_Problem description_
Rewrite the listing from the line that has "Here's a dare: find car side" through the line that has "[23,56,66,65]", keeping every request line unchanged and shifting each bounding-box coordinate in the answers up by 125. Give only those lines.

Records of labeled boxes
....................
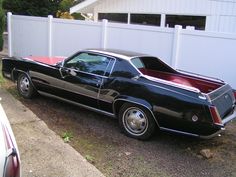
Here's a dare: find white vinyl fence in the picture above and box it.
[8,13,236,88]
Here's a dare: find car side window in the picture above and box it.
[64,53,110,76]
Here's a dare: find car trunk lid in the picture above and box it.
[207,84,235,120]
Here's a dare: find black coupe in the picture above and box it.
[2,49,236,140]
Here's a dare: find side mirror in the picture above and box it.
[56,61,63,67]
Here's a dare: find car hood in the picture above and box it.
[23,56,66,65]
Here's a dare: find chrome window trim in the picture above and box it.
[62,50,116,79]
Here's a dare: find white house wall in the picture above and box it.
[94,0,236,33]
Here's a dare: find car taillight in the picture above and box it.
....................
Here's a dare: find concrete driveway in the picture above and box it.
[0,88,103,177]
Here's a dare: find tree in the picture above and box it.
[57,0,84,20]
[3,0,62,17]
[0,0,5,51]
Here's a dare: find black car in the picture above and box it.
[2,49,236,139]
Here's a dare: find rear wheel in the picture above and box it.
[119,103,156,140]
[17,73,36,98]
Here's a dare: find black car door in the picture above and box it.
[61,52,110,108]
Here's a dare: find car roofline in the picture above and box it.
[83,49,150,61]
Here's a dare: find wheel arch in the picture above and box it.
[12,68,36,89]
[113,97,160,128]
....................
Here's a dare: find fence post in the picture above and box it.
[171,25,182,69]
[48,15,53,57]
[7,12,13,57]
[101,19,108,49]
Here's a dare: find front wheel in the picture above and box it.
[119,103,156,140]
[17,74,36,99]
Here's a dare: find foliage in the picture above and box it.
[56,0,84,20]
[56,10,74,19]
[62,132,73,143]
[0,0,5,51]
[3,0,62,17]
....................
_Result of the task_
Here's a dare: find car side window in the picture above and box it.
[189,178,235,201]
Here's a dare: find car trunk lid in the picture above and box it.
[332,209,360,245]
Here's a dare: find black coupe in the picture above and box it.
[127,174,361,265]
Here's a dare: find side mirror in the picture above and box it.
[181,186,188,192]
Here's a dare: find car hood in the picture above and box it.
[148,181,191,190]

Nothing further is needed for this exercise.